提供テキスト —
◇ ◇ ◇ ◇ ◇

タイタンの大気
タイタンは、太陽系の衛星で唯一、完全に発達した大気圏を持っている。
歴史
[編集]タイタンにかなりの量の大気が存在することは、1903年にタイタンの周辺減光を観測したスペインの天文学者ホセ・コマス・ソラが初めて推測し[1]、1944年にジェラルド・カイパーが分光学的手法を用い、メタンの分圧が100ミリバールの桁の大気が存在することを確かめた[2]。1970年代に行われた観測で、カイパーの測定値はかなりの過小評価であることが示され、タイタンの大気中のメタンの存在量は10倍も高く、地表気圧は少なくとも2倍であることが明らかとなった。地表気圧の高さは、メタンがタイタンの大気の極一部であることを意味した[3]。1981年、ボイジャー1号が初めてタイタンの大気を詳細に観測し、地表気圧は地球より高い1.5バールであることを明らかにした[4]。

◇ ◇ ◇ ◇ ◇

データ行 —
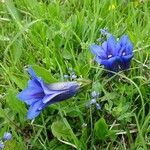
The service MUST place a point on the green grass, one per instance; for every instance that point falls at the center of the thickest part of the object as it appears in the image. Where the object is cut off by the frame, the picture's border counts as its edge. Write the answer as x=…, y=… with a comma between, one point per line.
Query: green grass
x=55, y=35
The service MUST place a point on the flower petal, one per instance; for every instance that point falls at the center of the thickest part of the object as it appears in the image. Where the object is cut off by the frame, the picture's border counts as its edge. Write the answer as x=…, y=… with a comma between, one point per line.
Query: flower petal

◇ ◇ ◇ ◇ ◇

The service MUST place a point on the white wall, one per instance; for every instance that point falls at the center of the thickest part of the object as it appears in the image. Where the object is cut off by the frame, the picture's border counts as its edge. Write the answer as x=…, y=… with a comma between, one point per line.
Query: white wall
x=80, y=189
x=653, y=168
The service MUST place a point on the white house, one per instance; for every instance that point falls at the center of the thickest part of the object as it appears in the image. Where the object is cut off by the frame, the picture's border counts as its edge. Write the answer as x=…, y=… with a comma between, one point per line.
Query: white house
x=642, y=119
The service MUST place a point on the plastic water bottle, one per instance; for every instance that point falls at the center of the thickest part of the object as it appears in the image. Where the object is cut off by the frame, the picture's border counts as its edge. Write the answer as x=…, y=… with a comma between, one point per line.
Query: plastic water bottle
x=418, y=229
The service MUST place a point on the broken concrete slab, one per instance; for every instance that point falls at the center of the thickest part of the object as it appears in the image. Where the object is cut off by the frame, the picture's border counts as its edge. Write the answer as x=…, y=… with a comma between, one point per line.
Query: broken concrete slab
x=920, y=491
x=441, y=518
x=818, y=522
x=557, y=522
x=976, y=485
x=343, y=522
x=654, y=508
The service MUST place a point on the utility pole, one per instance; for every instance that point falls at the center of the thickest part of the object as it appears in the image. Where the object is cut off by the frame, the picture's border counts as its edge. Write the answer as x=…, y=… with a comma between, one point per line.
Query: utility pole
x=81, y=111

◇ ◇ ◇ ◇ ◇

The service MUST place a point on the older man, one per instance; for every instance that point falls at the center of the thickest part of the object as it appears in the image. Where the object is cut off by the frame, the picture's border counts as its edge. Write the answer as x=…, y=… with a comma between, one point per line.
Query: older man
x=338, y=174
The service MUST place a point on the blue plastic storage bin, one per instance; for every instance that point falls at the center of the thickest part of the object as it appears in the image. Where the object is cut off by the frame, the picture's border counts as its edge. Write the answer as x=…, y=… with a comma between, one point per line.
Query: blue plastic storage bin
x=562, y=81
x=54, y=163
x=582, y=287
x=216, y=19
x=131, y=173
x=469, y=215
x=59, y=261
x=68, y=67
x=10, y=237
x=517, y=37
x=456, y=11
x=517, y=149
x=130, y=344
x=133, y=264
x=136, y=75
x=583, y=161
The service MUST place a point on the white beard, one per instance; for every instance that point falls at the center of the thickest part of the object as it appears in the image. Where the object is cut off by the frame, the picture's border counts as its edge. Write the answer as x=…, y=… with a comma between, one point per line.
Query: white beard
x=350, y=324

◇ ◇ ◇ ◇ ◇

課題の要件 — タイタンの大気に関する文章を、一字一句変えずに全文書き写してもらえますか？ 上のデータは使わなくてかまいません。

演習の解答 —
タイタンの大気
タイタンは、太陽系の衛星で唯一、完全に発達した大気圏を持っている。
歴史
[編集]タイタンにかなりの量の大気が存在することは、1903年にタイタンの周辺減光を観測したスペインの天文学者ホセ・コマス・ソラが初めて推測し[1]、1944年にジェラルド・カイパーが分光学的手法を用い、メタンの分圧が100ミリバールの桁の大気が存在することを確かめた[2]。1970年代に行われた観測で、カイパーの測定値はかなりの過小評価であることが示され、タイタンの大気中のメタンの存在量は10倍も高く、地表気圧は少なくとも2倍であることが明らかとなった。地表気圧の高さは、メタンがタイタンの大気の極一部であることを意味した[3]。1981年、ボイジャー1号が初めてタイタンの大気を詳細に観測し、地表気圧は地球より高い1.5バールであることを明らかにした[4]。